아래 기록에서 다음 문자열이 들어 있는 줄을 모두 찾아 그대로 옮기십시오: "field". 대소문자를 구분합니다.

**기록 목록**
_ _ _
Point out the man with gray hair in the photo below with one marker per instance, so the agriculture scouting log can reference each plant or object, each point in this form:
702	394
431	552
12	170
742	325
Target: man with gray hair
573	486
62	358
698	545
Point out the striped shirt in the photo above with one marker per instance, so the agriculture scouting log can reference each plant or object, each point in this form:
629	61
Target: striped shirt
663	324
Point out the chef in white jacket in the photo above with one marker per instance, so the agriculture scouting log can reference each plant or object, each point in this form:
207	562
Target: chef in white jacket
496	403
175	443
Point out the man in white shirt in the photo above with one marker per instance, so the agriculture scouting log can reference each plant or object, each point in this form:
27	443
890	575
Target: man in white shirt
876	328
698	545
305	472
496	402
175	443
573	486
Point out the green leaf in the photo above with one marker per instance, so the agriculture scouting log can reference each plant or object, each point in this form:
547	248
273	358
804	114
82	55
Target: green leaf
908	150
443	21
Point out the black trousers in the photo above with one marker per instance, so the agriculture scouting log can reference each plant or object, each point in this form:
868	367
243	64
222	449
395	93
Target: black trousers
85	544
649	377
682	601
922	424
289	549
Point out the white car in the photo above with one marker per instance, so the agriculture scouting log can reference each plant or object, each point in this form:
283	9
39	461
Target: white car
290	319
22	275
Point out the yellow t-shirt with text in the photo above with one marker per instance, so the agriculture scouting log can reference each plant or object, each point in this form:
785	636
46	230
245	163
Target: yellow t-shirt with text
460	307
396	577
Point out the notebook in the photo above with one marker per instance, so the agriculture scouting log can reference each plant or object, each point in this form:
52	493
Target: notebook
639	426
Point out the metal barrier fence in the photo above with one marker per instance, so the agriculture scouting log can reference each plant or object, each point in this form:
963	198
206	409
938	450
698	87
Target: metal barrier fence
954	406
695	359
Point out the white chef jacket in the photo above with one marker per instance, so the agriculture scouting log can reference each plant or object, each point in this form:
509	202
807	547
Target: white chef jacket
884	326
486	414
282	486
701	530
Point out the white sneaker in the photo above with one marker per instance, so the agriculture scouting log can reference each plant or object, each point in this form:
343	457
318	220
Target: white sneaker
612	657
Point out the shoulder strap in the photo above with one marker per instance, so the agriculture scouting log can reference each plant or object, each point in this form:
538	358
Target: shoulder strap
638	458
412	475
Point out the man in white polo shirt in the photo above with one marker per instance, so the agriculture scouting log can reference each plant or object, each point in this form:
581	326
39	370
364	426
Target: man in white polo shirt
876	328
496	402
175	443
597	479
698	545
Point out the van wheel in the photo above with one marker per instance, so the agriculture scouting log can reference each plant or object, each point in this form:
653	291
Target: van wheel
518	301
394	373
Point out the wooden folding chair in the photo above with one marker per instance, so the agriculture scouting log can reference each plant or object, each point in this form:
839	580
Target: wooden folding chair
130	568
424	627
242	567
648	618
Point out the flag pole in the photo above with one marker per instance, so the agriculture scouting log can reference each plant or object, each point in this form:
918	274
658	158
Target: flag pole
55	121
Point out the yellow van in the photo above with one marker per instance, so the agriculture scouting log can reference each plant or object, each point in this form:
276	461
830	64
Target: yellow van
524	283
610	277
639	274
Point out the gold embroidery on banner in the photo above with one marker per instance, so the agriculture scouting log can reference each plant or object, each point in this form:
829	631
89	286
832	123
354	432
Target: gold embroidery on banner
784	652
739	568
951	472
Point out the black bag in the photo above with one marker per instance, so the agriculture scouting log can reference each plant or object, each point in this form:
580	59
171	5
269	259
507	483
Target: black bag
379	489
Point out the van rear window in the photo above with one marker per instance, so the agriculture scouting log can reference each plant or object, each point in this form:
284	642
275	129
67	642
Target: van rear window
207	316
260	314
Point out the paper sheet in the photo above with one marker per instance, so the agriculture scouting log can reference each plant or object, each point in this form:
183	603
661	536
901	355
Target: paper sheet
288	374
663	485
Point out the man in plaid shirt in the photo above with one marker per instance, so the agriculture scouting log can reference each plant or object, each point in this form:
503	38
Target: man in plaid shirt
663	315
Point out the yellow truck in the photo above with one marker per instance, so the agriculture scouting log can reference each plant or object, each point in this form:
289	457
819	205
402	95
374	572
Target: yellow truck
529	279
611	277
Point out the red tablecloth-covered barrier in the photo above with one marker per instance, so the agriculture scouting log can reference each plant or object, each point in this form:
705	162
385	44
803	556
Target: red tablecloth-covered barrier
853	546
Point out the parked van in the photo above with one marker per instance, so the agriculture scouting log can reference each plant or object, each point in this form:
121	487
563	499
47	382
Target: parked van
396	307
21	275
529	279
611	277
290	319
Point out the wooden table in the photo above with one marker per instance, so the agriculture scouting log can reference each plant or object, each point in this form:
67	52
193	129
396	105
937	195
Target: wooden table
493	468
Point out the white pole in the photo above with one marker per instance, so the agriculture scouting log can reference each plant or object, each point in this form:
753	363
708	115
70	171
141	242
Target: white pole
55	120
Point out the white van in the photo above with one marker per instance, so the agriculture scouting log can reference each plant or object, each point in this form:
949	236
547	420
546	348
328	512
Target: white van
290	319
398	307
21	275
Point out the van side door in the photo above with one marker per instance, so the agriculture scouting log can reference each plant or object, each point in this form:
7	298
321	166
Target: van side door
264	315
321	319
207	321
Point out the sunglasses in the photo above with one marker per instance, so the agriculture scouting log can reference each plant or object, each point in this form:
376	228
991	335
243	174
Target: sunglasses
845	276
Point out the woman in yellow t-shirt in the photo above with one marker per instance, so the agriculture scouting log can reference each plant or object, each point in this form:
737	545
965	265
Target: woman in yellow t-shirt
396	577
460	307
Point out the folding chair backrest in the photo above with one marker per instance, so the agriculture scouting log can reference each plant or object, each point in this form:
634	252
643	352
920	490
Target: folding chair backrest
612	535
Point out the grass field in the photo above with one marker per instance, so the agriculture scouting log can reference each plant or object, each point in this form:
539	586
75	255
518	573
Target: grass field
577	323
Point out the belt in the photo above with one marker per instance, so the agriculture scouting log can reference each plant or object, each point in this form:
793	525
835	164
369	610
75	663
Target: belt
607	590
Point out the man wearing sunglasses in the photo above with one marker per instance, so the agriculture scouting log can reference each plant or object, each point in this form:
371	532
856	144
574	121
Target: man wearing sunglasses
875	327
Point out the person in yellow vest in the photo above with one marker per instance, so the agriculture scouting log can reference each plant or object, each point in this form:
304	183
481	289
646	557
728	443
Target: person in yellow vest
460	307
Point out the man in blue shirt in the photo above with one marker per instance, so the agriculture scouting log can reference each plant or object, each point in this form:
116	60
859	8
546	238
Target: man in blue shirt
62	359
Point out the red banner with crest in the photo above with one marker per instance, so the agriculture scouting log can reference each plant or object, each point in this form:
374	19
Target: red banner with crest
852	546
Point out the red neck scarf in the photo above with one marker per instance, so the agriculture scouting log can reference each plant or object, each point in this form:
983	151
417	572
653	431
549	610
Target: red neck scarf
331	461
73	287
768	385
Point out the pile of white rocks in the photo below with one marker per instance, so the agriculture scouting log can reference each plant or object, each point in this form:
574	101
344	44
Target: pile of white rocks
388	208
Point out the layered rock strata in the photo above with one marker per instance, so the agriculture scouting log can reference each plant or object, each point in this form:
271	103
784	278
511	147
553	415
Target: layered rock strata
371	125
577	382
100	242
_ _ _
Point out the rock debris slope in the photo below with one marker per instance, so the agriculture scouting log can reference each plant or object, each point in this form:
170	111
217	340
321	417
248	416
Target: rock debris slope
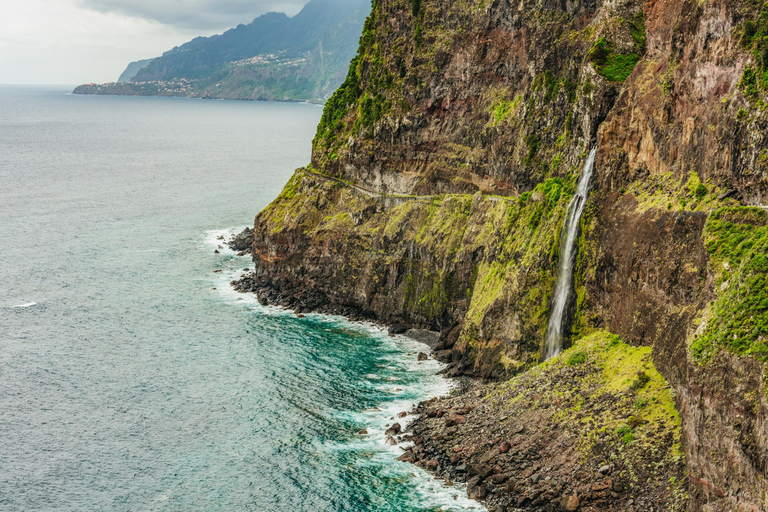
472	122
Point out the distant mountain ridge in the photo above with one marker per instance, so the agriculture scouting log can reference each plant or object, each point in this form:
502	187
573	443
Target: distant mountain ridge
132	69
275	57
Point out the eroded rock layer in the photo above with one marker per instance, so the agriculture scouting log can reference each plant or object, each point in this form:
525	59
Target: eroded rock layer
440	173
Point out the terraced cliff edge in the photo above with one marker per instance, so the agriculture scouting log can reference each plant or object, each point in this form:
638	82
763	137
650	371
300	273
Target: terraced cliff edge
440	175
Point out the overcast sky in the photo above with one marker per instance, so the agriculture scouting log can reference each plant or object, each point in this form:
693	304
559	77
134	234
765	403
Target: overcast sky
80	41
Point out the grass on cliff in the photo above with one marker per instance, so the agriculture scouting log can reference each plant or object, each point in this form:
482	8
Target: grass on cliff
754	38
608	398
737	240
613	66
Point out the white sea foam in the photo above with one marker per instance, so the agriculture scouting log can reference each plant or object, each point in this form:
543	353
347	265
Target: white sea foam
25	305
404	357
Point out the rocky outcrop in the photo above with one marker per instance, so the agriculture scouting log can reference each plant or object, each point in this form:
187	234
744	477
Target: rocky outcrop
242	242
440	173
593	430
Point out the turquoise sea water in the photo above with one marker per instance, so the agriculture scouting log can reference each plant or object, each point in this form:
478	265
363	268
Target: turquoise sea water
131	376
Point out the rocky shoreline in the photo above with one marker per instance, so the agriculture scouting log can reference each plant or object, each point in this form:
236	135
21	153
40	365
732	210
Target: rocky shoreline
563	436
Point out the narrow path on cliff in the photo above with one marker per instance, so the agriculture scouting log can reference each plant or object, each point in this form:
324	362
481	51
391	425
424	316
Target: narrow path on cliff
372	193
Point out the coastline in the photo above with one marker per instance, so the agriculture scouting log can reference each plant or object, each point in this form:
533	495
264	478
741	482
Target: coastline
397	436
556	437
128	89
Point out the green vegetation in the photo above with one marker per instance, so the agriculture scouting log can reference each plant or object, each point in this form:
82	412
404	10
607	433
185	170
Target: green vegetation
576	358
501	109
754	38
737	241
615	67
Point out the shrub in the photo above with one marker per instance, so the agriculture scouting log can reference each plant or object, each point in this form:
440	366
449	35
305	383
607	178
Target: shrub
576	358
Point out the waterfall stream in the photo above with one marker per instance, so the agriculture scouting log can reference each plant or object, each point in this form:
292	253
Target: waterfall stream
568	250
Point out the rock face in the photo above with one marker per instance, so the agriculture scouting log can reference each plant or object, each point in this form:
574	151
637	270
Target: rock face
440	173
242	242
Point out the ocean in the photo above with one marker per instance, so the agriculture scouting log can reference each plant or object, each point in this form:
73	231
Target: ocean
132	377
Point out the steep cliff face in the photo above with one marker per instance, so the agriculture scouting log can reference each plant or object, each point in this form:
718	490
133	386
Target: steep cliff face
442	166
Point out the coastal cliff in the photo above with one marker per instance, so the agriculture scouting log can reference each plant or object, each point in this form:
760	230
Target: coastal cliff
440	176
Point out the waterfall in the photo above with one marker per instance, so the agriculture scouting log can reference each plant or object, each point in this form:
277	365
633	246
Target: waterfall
_ _ _
**과제 풀이**
Point out the grass field in the photo above with one marker per instance, so the agriculture scouting log can reference each plant or object, each point in this form:
Target: grass field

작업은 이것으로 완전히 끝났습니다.